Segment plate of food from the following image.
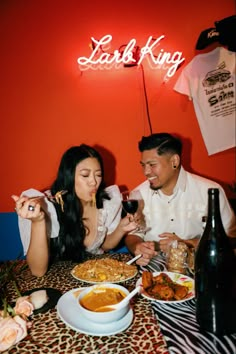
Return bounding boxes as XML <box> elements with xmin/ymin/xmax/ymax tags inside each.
<box><xmin>136</xmin><ymin>271</ymin><xmax>195</xmax><ymax>303</ymax></box>
<box><xmin>71</xmin><ymin>258</ymin><xmax>138</xmax><ymax>284</ymax></box>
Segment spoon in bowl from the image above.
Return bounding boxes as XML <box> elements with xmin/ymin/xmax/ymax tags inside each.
<box><xmin>95</xmin><ymin>285</ymin><xmax>142</xmax><ymax>312</ymax></box>
<box><xmin>126</xmin><ymin>254</ymin><xmax>142</xmax><ymax>265</ymax></box>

##############################

- _Directive_
Write out the material above again, word for word, minus its pictures.

- _Correct result_
Segment plate of food from the following image.
Return bounding boxes as XML <box> elements with xmin/ymin/xmax/ymax tags inside each.
<box><xmin>136</xmin><ymin>271</ymin><xmax>195</xmax><ymax>303</ymax></box>
<box><xmin>71</xmin><ymin>258</ymin><xmax>138</xmax><ymax>284</ymax></box>
Segment spoon in bowl from the image above.
Return bounding boxes as XML <box> elements with xmin/ymin/xmax/ymax tags inside each.
<box><xmin>95</xmin><ymin>285</ymin><xmax>142</xmax><ymax>312</ymax></box>
<box><xmin>126</xmin><ymin>254</ymin><xmax>142</xmax><ymax>265</ymax></box>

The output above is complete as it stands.